> **The task**
Reproduce the material below in full, changing every instance of "The client" to "The team" and leaving everything else untouched.

Entries from a dataset:
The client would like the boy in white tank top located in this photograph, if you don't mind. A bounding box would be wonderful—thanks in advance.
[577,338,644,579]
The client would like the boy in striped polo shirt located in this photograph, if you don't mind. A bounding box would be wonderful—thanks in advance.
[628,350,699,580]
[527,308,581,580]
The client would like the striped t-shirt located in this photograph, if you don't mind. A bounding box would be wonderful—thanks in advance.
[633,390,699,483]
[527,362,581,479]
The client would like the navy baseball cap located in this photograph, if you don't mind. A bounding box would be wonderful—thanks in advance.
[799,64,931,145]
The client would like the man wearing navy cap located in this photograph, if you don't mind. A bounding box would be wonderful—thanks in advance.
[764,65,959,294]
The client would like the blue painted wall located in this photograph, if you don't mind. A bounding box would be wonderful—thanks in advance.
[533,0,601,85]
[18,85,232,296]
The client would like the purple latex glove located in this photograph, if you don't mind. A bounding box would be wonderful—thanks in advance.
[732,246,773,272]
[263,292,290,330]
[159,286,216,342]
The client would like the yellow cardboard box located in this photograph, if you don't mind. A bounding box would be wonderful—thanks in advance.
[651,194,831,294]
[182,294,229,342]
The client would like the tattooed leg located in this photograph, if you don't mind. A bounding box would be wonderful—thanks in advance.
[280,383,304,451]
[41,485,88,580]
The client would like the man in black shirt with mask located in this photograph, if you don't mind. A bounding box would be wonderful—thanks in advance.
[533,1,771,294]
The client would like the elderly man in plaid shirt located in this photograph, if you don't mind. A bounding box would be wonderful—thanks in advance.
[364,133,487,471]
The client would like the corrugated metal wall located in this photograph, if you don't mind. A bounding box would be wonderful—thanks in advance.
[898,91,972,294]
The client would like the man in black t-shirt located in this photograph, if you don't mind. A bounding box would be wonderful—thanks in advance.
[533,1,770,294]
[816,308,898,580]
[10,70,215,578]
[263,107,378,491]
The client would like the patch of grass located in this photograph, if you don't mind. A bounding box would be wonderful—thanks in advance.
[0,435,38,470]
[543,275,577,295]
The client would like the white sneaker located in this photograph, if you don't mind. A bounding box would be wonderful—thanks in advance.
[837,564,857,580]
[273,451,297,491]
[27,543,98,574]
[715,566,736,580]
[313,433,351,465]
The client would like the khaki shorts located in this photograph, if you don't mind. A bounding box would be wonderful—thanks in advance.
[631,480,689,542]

> **Full response**
The team would like the boy in white tank top located in this photograph, if you don't mind. A bounding box would be wonderful—thanks in advance.
[577,338,644,579]
The team would like the boy in striped polo shirt located in this photograph, if you don't mind. A bounding box would be wonderful—thanks in advance.
[628,350,699,580]
[527,308,581,580]
The team would like the striped t-shirt located in this photograph, if you don't mind. A bounding box would be wonderful—thanks in advance.
[633,390,699,483]
[527,362,581,479]
The team would like the navy baseball cap located in this photograph, if you don't mind. A bounding box would be wonderful—thanks in advance.
[799,64,931,145]
The team would like the man wearing navy cap located in this photograph, if you don't mind. A bounding box would be wonderful—thanks in advance.
[764,65,959,294]
The team would like the blue painted wall located in this photograph, if you don't mind. A bounding box would be wonderful—thanks in advance.
[533,0,601,85]
[18,85,232,296]
The team would like the purple latex glove located in this photograph, if you don't mind. A bounding box would be wonderful—thanks in advance.
[732,246,773,272]
[263,292,290,330]
[159,286,216,342]
The team would like the yellow cardboard box located in this photograph, if you don't mind. A bounding box would be wonderful—thanks in advance.
[651,194,831,294]
[182,294,229,342]
The team would like the tattooed leg located in this photograph, if you don't mind. A bounding box would be wonderful—thanks in advance.
[280,383,304,451]
[41,485,88,580]
The team would like the man in black shirt with mask located in this photograph, if you don't mind. A bounding box would be wonderful—thanks in advance.
[533,1,771,294]
The team would like the elderly man in plaid shirt located in this photograph, if you don't mind. A bounding box would be wonderful—thanks in advance.
[364,133,487,471]
The team would like the corrugated metal wall located in this photograph, if you don't mind. A bounding box would be wonderful—thanks in advance.
[898,91,972,294]
The team would like the man in black t-shirt located in this photograph, if you don't mind. A bounding box would be wonderful—thanks in advance.
[533,1,770,294]
[816,308,898,580]
[10,70,215,578]
[263,107,378,491]
The team would like the patch of grass located in this photograph, if you don't mind. A bounding box would be wonderful—thanks in advance.
[0,435,38,470]
[543,275,577,295]
The team would like the white sneaker located in this photograph, if you don't mind. A bounding box would be wonderful—thanks in advance.
[837,564,857,580]
[273,451,297,491]
[27,543,98,574]
[715,566,736,580]
[313,433,351,465]
The team would like the khaki shorts located in this photograph, if you don't mind. A bounding box would be wonderful—thanks in advance.
[631,480,689,542]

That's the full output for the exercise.